◆ **Supplied information**:
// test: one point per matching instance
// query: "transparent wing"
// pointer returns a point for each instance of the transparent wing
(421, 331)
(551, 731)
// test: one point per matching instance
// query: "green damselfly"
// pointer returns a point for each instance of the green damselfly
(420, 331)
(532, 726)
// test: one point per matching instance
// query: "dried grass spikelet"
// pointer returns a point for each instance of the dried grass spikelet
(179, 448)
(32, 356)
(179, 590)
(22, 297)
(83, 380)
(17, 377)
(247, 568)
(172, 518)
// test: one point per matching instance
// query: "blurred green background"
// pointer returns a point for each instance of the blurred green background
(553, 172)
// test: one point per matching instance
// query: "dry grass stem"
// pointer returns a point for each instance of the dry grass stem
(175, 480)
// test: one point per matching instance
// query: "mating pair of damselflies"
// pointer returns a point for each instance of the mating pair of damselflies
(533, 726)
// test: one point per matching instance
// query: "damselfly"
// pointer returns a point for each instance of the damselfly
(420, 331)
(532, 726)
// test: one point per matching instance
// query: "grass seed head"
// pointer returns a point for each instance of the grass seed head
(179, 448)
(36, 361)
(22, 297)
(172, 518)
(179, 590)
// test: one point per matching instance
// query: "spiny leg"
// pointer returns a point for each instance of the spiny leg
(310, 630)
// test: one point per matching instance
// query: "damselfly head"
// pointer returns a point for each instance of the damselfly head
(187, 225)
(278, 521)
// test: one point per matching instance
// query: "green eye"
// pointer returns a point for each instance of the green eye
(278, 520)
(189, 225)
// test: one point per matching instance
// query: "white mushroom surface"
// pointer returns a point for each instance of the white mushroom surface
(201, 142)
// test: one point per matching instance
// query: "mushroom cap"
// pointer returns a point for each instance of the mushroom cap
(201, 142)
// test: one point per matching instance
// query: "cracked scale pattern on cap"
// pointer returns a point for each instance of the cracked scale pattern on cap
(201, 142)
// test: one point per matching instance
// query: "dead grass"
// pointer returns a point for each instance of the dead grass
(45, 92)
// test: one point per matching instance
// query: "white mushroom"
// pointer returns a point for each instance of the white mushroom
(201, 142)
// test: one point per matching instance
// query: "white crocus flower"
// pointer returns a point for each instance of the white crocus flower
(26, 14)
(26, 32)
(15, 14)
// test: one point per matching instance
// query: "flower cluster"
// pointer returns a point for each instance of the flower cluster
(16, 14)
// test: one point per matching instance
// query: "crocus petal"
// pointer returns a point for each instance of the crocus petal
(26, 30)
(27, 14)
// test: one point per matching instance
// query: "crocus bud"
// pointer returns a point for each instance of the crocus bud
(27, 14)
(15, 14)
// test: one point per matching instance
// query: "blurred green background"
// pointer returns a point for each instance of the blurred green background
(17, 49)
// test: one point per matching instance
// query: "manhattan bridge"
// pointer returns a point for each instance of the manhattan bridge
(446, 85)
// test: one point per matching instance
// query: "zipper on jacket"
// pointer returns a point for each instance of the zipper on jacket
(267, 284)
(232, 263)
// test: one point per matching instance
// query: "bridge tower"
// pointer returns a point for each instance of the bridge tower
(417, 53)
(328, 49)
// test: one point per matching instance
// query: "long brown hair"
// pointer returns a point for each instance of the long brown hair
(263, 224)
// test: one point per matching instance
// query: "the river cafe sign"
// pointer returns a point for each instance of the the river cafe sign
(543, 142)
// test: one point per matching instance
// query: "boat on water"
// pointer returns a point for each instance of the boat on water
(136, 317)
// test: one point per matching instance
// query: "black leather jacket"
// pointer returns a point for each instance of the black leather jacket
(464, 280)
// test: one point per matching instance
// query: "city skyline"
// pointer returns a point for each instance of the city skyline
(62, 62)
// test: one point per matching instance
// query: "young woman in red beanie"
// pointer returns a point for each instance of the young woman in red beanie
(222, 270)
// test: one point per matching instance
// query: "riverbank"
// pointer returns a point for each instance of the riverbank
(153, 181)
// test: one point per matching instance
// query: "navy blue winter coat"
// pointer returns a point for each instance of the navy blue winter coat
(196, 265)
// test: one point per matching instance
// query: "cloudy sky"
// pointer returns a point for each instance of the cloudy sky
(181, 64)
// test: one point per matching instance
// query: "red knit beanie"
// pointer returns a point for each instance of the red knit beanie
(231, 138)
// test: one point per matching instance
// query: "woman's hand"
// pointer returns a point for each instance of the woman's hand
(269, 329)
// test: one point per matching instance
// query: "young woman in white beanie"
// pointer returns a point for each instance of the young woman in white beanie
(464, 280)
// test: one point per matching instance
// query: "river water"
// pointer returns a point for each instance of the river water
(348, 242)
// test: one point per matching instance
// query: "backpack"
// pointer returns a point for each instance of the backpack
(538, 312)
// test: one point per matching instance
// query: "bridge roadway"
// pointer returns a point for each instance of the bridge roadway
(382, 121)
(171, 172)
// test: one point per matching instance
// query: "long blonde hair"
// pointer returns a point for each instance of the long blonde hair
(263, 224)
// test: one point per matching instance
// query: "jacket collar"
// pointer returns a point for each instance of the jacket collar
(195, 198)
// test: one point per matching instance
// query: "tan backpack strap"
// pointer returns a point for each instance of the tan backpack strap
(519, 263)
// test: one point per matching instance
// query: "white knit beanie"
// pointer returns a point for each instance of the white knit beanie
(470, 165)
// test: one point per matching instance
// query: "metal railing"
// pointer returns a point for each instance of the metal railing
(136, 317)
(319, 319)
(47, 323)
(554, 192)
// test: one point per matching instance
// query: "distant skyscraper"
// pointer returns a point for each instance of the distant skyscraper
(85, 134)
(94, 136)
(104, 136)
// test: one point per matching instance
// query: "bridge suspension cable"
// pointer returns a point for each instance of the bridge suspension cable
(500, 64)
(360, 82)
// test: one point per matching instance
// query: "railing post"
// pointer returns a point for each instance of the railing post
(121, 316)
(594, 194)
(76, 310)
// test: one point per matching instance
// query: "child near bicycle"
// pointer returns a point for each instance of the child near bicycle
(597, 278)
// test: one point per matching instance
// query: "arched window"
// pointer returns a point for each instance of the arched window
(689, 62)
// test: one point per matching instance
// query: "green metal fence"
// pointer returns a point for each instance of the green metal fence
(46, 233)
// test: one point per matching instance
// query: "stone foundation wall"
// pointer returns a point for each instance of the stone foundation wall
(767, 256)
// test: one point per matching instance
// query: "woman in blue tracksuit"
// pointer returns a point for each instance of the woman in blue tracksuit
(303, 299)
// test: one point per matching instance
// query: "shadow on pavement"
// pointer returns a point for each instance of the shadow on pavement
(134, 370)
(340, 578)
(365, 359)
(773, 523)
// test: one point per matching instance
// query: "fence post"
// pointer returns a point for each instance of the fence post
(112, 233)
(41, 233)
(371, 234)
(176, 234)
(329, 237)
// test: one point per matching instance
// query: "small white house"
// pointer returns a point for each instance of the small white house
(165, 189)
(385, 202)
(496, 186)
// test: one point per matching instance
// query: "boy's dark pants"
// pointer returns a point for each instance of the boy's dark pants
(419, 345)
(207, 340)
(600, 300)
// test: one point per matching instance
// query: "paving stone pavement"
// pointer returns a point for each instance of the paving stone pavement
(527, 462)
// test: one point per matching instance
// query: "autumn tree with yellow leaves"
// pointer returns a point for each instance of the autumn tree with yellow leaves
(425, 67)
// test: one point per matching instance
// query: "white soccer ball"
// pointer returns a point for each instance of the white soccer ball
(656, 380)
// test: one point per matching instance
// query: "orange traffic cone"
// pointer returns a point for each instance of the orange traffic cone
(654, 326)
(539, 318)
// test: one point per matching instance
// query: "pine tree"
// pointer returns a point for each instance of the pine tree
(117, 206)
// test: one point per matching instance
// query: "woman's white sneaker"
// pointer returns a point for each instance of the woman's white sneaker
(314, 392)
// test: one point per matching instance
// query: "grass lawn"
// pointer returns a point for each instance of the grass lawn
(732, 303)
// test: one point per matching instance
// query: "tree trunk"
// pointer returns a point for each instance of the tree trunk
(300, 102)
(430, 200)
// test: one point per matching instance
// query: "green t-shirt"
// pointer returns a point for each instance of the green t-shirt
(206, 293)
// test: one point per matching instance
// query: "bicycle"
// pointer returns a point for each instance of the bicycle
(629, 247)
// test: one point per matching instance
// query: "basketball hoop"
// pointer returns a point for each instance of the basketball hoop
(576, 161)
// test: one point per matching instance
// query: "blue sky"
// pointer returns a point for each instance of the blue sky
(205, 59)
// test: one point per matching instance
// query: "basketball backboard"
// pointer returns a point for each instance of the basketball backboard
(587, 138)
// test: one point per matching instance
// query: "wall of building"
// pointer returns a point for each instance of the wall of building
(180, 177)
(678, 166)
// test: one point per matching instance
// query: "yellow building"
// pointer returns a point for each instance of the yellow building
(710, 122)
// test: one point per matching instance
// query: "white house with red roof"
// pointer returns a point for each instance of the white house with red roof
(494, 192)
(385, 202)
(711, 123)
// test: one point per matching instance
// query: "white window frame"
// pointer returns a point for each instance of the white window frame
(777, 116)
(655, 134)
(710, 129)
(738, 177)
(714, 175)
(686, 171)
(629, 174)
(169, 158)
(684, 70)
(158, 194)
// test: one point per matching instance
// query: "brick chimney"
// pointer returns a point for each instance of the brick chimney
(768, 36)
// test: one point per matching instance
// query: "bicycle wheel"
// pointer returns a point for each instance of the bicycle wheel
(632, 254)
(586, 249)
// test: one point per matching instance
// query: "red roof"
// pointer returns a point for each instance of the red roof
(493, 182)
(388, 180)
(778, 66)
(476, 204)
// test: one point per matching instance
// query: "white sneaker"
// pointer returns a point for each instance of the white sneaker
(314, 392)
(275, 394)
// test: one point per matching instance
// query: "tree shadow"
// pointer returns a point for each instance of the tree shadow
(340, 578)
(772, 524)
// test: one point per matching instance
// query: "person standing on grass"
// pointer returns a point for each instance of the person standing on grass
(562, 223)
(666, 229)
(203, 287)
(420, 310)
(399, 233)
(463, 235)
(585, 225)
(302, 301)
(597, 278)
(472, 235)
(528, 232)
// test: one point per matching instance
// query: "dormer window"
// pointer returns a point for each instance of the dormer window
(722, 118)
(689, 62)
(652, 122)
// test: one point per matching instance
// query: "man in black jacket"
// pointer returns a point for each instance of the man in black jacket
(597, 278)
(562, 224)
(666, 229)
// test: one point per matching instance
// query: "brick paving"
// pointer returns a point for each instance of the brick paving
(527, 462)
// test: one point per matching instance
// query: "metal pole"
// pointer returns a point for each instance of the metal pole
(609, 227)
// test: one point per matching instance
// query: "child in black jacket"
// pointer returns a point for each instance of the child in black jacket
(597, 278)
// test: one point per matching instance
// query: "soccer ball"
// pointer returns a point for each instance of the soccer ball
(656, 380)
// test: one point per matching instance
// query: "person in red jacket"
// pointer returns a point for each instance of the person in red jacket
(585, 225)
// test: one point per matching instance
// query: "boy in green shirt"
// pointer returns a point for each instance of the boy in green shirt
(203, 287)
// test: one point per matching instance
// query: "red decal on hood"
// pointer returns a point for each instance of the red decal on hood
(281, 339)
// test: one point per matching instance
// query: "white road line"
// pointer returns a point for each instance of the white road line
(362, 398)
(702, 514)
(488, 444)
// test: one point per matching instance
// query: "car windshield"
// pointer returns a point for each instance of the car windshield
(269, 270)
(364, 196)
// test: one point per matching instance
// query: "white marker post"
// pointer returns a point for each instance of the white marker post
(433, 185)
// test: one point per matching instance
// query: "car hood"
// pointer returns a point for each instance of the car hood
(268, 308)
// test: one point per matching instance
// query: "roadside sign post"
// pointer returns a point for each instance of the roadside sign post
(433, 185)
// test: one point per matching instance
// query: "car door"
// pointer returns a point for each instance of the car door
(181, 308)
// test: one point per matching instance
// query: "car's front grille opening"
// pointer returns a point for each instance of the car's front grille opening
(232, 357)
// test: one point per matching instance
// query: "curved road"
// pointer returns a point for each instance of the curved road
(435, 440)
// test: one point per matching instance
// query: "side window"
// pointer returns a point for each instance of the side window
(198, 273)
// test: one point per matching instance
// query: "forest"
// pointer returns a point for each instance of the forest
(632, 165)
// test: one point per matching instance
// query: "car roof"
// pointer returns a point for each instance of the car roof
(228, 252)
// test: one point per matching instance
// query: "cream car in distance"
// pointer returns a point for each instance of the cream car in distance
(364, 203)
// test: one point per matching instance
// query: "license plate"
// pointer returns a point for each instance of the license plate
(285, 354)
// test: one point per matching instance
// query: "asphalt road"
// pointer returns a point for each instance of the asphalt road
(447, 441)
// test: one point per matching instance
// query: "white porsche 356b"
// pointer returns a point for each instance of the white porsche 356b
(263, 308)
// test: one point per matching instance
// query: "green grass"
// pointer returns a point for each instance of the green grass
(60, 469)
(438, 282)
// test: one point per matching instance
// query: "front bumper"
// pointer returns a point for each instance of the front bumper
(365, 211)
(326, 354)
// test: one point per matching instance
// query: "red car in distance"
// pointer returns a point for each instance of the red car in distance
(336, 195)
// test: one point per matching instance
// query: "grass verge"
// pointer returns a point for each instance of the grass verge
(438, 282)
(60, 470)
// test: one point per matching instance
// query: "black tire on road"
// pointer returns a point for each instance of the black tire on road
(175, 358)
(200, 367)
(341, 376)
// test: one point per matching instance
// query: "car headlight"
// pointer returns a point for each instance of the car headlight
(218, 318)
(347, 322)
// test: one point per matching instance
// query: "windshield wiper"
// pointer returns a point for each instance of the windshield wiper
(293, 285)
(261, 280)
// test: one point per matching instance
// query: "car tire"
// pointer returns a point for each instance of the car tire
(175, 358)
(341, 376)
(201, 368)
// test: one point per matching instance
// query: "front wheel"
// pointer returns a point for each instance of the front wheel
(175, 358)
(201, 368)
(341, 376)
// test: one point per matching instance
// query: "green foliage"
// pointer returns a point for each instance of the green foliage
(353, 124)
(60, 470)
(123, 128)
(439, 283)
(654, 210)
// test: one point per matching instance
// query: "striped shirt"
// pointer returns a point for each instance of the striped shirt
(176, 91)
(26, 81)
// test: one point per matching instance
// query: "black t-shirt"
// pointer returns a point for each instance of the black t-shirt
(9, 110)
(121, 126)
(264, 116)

◆ **Short problem**:
Collect every line in the records above that contains the string "long".

◆ **Final answer**:
// query: "long brown hair"
// pointer returns a point for each instance of the long brown hair
// query: "long blonde hair"
// pointer returns a point for each instance of the long blonde hair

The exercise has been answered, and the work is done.